WORK TASK » In the lines below, count those containing the word "GeoJSON" and give the number alone.

(TASK INPUT begins)

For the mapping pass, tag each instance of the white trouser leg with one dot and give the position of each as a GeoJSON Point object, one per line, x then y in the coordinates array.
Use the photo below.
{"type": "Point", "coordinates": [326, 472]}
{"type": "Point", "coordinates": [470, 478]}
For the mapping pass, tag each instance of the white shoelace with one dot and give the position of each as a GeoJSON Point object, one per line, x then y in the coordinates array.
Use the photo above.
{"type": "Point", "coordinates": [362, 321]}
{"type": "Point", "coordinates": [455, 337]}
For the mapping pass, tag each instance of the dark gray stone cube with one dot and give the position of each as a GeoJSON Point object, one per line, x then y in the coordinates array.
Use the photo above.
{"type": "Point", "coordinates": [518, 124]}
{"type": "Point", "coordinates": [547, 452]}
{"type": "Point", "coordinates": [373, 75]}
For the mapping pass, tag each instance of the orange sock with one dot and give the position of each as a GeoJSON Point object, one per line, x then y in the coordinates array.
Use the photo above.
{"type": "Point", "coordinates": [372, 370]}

(TASK INPUT ends)

SOLUTION TO THE PROBLEM » 4